Work required:
Give the number of lines below that contain the string "striped", and no other text.

BEGIN Supplied records

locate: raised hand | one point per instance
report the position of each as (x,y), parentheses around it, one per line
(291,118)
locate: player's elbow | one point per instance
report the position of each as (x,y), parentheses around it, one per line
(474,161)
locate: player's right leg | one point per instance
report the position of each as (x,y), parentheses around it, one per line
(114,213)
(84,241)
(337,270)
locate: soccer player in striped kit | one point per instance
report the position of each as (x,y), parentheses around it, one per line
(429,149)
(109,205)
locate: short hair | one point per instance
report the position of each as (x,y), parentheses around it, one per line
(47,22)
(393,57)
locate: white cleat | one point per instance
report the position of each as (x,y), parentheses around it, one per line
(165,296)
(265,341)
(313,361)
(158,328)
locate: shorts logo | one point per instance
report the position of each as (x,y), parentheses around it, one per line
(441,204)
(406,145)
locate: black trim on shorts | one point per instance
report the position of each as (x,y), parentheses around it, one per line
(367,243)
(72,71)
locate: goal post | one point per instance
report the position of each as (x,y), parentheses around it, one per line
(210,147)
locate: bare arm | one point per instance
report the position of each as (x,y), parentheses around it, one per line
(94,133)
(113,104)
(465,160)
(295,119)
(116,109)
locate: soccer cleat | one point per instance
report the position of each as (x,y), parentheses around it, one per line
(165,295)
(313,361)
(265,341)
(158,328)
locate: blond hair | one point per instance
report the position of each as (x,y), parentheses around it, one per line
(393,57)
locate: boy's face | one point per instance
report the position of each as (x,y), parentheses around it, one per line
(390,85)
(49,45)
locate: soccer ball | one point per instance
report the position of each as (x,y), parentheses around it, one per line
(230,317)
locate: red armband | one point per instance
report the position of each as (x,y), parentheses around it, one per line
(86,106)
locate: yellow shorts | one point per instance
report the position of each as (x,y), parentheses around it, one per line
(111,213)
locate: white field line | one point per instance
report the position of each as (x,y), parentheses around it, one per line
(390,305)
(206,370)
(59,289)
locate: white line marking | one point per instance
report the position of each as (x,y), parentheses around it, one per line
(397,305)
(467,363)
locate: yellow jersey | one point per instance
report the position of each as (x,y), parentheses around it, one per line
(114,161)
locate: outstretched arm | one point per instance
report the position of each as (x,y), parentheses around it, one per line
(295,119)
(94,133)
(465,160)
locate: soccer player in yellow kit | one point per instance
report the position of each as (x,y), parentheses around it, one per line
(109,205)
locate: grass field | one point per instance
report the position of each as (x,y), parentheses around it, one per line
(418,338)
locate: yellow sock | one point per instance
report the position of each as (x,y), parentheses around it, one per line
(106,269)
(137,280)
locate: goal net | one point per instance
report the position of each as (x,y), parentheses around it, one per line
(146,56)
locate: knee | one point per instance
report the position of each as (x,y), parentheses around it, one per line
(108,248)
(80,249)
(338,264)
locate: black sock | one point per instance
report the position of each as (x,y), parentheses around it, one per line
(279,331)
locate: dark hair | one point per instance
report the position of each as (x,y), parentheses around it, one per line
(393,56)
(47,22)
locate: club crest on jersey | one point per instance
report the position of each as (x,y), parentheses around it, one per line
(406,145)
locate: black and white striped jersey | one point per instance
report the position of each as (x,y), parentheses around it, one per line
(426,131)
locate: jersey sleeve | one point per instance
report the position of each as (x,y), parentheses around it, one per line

END Supplied records

Answer for this exercise:
2